START Rows
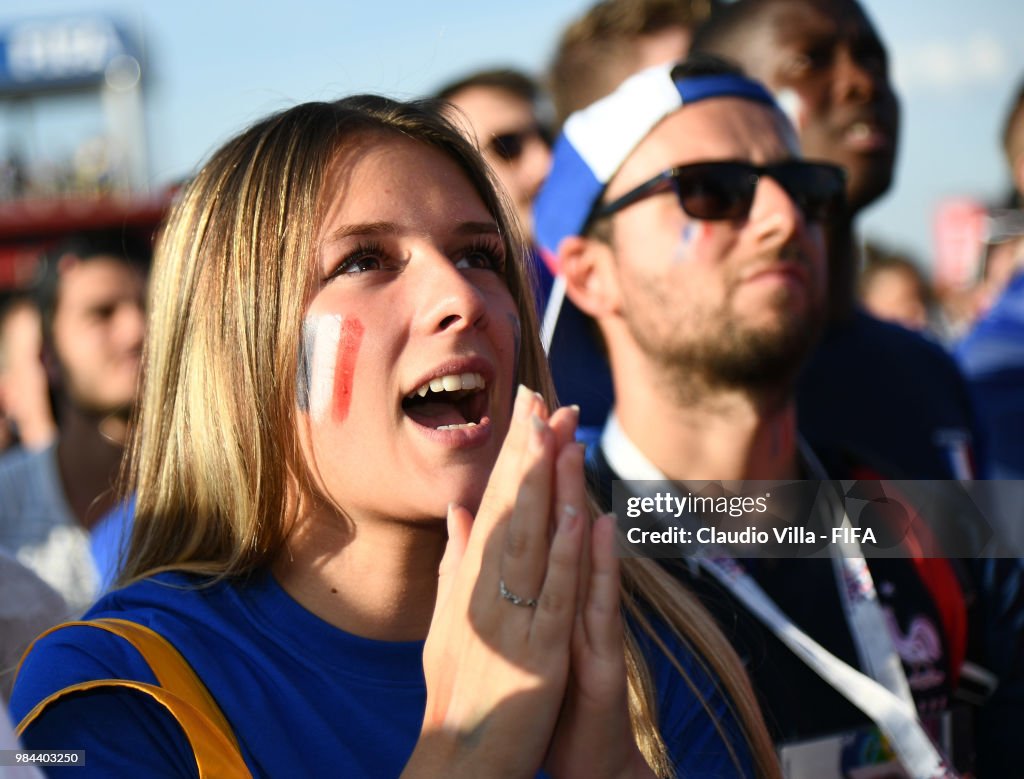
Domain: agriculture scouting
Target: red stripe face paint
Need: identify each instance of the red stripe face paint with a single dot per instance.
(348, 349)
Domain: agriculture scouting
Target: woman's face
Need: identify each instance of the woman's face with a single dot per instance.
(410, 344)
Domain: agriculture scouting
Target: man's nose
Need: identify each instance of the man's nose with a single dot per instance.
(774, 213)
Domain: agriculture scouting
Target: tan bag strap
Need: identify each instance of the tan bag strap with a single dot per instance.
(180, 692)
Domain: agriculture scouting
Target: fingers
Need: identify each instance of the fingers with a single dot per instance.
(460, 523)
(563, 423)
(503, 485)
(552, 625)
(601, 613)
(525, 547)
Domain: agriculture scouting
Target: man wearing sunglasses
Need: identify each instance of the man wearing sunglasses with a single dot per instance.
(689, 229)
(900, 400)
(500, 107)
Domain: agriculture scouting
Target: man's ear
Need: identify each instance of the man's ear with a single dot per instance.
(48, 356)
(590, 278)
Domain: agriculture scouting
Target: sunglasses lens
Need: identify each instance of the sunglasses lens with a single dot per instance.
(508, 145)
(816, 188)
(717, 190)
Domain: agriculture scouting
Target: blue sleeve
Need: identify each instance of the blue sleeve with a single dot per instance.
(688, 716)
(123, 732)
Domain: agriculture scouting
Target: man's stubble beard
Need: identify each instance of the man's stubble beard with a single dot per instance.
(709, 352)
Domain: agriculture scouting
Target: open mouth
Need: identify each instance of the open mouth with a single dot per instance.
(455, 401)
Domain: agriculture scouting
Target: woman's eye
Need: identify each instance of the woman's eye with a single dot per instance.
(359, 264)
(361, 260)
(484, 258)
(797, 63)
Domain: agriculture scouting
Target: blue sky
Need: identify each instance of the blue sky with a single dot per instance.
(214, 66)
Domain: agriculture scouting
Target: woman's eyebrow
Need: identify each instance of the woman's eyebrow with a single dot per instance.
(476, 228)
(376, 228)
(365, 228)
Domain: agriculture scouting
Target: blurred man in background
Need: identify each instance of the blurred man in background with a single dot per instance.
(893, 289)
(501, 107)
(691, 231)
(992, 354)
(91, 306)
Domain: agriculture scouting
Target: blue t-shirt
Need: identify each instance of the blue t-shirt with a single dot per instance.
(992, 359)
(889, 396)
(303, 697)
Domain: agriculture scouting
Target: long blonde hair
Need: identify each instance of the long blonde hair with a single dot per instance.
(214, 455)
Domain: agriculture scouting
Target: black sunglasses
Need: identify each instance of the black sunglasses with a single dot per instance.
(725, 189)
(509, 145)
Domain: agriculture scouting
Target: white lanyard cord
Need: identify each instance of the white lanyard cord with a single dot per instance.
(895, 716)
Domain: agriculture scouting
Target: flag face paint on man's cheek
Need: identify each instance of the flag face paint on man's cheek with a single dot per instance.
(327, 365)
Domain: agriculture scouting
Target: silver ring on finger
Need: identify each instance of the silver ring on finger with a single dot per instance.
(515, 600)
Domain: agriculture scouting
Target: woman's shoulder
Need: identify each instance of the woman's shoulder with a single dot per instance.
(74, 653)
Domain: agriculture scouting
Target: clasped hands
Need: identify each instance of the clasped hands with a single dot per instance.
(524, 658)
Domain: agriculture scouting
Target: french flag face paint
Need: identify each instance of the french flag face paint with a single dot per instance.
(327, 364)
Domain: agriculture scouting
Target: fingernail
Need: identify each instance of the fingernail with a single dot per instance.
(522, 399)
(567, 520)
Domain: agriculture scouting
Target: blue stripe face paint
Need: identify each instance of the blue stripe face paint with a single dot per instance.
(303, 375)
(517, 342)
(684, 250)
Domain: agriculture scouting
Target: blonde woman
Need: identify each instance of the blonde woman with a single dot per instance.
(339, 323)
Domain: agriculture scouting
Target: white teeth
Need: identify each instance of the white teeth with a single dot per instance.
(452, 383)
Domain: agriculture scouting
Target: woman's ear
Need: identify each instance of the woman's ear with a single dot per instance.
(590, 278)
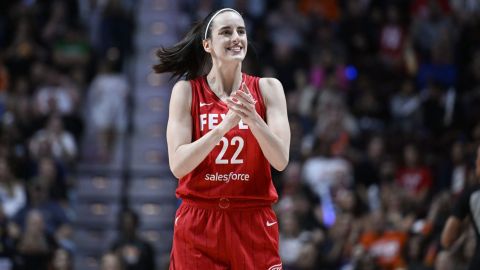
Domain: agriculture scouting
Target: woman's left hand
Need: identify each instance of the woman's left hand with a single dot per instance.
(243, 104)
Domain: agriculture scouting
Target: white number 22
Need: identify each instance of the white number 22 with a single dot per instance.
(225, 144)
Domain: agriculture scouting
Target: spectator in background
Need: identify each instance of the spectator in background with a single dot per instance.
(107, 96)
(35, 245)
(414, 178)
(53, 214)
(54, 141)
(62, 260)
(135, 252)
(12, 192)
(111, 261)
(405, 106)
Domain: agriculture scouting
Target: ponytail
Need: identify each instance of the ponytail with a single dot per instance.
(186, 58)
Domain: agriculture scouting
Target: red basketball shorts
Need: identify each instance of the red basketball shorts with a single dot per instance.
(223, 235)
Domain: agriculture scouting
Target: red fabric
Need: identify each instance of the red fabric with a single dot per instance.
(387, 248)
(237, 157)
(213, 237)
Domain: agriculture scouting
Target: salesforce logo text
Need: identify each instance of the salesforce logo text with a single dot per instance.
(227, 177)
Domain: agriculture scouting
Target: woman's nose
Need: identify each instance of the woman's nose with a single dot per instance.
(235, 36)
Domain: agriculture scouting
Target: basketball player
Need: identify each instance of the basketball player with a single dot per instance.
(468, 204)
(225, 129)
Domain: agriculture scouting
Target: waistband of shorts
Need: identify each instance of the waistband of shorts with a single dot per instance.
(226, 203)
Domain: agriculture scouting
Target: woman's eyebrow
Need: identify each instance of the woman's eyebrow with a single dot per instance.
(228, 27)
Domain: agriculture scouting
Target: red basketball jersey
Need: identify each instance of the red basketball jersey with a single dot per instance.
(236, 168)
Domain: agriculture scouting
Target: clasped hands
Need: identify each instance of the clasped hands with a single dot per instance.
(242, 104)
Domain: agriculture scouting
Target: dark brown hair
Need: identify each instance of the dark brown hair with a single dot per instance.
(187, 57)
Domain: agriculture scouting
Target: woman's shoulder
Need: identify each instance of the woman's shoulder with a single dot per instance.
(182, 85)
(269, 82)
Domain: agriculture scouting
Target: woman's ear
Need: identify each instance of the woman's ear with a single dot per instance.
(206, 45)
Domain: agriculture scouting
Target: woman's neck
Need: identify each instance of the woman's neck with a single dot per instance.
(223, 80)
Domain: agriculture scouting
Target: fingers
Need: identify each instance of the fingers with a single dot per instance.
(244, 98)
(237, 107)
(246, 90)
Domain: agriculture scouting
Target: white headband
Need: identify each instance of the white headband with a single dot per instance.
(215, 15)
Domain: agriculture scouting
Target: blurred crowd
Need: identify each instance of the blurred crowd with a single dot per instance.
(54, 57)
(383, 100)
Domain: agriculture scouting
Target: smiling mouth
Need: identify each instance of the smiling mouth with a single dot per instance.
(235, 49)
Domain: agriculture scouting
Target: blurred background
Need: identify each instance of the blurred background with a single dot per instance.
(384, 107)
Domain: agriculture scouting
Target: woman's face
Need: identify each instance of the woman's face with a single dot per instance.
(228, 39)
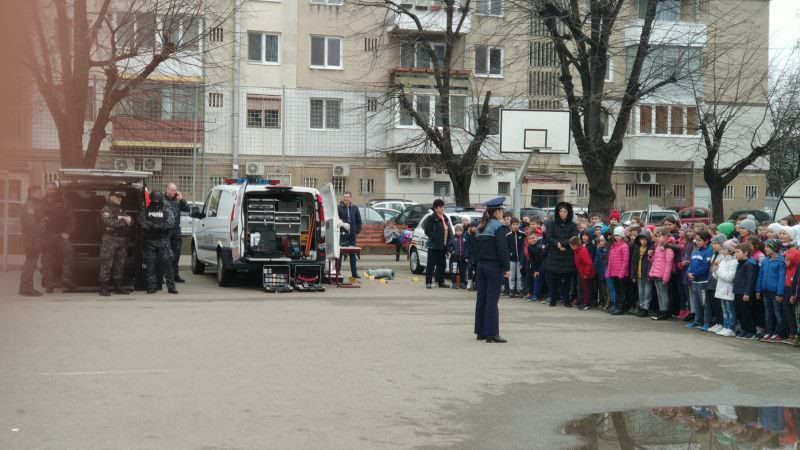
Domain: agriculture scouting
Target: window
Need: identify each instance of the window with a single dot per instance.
END Rows
▸ **Work to do**: Omit the pictures and give the material again, exactly and in full.

▸ **Task answer**:
Domain: agriculture scouting
Target: red stripe face paint
Need: identify each instance of the red stripe face paint with a single dot per instance.
(348, 349)
Domain: agriculture scouting
Target: woman's face
Need: identify each instance of the woman's face with a single dot per instance.
(410, 344)
Domain: agriculture scouting
Target: man's nose
Need: identify each instance of the man's nose with a single dot per instance.
(774, 213)
Domain: agriculture scouting
Target: tan bag strap
Need: identify each instance of the tan bag strap with a single dot per instance.
(180, 692)
Domain: agriculture scouting
Target: fingers
Need: identify each instance of the fingers with a single dot per instance.
(460, 523)
(563, 423)
(503, 485)
(552, 625)
(601, 613)
(525, 547)
Domain: agriculture scouting
Target: man wearing sunglasses
Need: identify each instance of the man wearing sunglasses with a single dot per instance.
(689, 229)
(900, 400)
(500, 107)
Domain: agriculture scouting
Target: man's ear
Need: identify each instance of the man's ear with a single dot per instance.
(48, 356)
(590, 278)
Domain: agriculture scouting
Target: sunglasses lens
Need: identify each instance of the sunglasses lens with a single dot per instance.
(508, 145)
(816, 188)
(717, 190)
Domain: agriculture scouting
Target: blue sleeve
Need: identify each instance of the blue sleeve with a single dot per instance.
(688, 716)
(123, 732)
Domain: agriculture scouting
Target: man's stubble beard
Need: identify each instance of the man's stubble beard with a single dot per instance.
(709, 352)
Domain: agriculture scouting
Target: open mouth
Need: identify each instance of the open mouth with a single dot per instance.
(455, 401)
Domain: agriculture scouting
Target: woman's eye
Need: identify each instance of the woman's eye with a single dot per instance.
(359, 264)
(361, 260)
(484, 258)
(797, 63)
Domain: agriculture scouting
Target: blue sky
Need: identify each instance of the blue sky with a single dot per instance.
(214, 66)
Domain: agriculture scouting
Target: woman's eyebrow
Need: identify each instance of the woman's eyebrow with a single dot per instance.
(476, 228)
(376, 228)
(365, 228)
Domain: agriculture scouting
Target: blurred man in background
Need: identify each instance of the blurred man in background with a single dot per instance.
(893, 289)
(501, 107)
(691, 231)
(992, 354)
(91, 306)
Domain: agriculture scouting
Target: blue t-shirt
Need: identify each instance of the blue t-shirt with a single dot per instance.
(992, 359)
(889, 396)
(303, 697)
Domain: agriculture scouting
Target: long blonde hair
Need: identify each instance of the long blonde hair with a single dot per instance.
(214, 455)
Domain: agriculture scouting
Target: black sunglasses
Need: identify each instance of the black sunglasses with a single dot per instance.
(725, 189)
(509, 145)
Domain: agriculture scouting
Target: white lanyard cord
Need: identify each instance of the white lanyard cord with a single dot per instance.
(895, 716)
Domain: agriculture scouting
Target: flag face paint on man's cheek
Need: identify each instance of the flag face paint on man's cheek with a single dot per instance.
(327, 365)
Domain: agriculture scouting
Target: silver ring on finger
Need: identify each instance of the silver ring on finger with a single dot per instance.
(515, 600)
Domain: agriculture scouting
Target: woman's shoulder
Need: identify each instance of the woman's shoulder with a single dot per instance.
(74, 653)
Domain: agriculture scouting
Target: clasped hands
Need: identify each instance of the clasped hands with a single dot per instance.
(524, 658)
Domain: agriculture scouting
Target: french flag face paint
Need: identify each instance of the french flag face paint with a single dot per instance.
(327, 364)
Domain: agriculture scouting
Target: fingernail
Need: identify each instance of the fingernail with a single dot per instance.
(522, 399)
(567, 520)
Domain: agriculture scouting
Target: blue stripe face paint
Need: identify each instance of the blue stripe face paint with a single dot per instance.
(303, 375)
(517, 342)
(684, 250)
Domain: agriculture scouting
Target: blonde woman
Need: identify each instance of the blonde woman with a single dot per instance.
(339, 323)
Domain: agriculture scouting
Target: white teeth
Need: identify each instance of the white teeth with a single dot per instance.
(452, 383)
Domain: agriculture scouting
Target: woman's ear
Need: identify each instance of the woman's ear with a single dot per instance.
(590, 278)
Domain: agriculture scouting
Target: woman's left hand
Need: identify each instance of the woman's left hand with a single dot per instance.
(243, 104)
Domain: agriculture scouting
Target: white number 22
Need: identify each instance of the white number 22 with a single dot per instance.
(225, 144)
Domain: agriculture scouting
Target: spectator in background
Need: identify each instance of the spectator in background with a single dot per instance.
(107, 96)
(35, 245)
(414, 178)
(53, 214)
(54, 141)
(62, 260)
(135, 252)
(12, 192)
(111, 261)
(405, 106)
Domain: agriculture scouting
Target: ponytail
Need: identify each instance of the ponytail with a single dot per instance.
(186, 58)
Domain: agriculture scouting
Target: red basketball shorts
Need: identify each instance of the red basketball shorts with a single dot per instance.
(223, 235)
Domain: agriculture scouting
Target: red fabric
Need: identify each instance of the red fabric with a single dot per instance.
(387, 248)
(237, 157)
(213, 237)
Domain: agriculture scouting
Target: salesforce logo text
Need: identify each instance of the salesforce logo text with a single dot per instance.
(227, 177)
Domain: agriculture scouting
Target: woman's nose
Need: identify each instance of the woman's nose with a single dot per instance.
(235, 36)
Domain: agriculture scouting
Target: basketball player
Need: identify each instance of the basketball player with a single dot per instance.
(468, 204)
(225, 129)
Domain: agriculture scouting
Target: waistband of shorts
Need: identify each instance of the waistband of shorts with a single dot per instance.
(226, 203)
Domain: agriculture scouting
Target: woman's eyebrow
Need: identify each instance of the woman's eyebrow with a single dot per instance.
(228, 27)
Domain: agriculture scouting
Target: red basketball jersey
Need: identify each instance of the red basketball jersey with a single dot per instance.
(236, 168)
Domain: agriculture scouting
Target: clasped hands
Need: identify each instance of the clasped hands with a single dot per instance.
(242, 104)
Domain: agriculture scouting
Target: dark brown hair
Need: identify each instance of the dark brown hair with a single dot per instance.
(187, 57)
Domain: agriculture scouting
Target: woman's shoulder
Need: identify each instance of the woman's shoulder with a single dot per instance.
(182, 85)
(269, 82)
Domain: agriculture scouting
Target: woman's ear
Need: identify each instance of the woman's ear with a single dot per instance.
(206, 45)
Domain: agriculture scouting
Target: woman's neck
Need: identify each instance of the woman's neck with a single dot per instance.
(223, 80)
Domain: agriculture scouting
Target: fingers
Need: identify each instance of the fingers with a single dot per instance.
(244, 98)
(237, 107)
(246, 90)
Domain: agriculture scouting
Target: white headband
Need: identify each instance of the white headband with a single dot per instance.
(215, 15)
Domain: agriculture scouting
Target: blurred crowd
Need: identify each instance of the blurred crowd with a single dot per instance.
(54, 57)
(383, 100)
Domain: agriculture scouting
Target: smiling mouth
Need: identify each instance of the smiling mouth with a single dot per instance.
(235, 49)
Domain: agriculture scouting
Target: blurred background
Need: identify each instance of the blurred background with a single dot per instance.
(384, 107)
Domain: agriculture scouting
Target: woman's face
Need: identify each instance of the woman's face with a single dot per instance.
(228, 39)
Domain: agriculture scouting
Target: window
Need: identify each instance of the window with a single dot per instance.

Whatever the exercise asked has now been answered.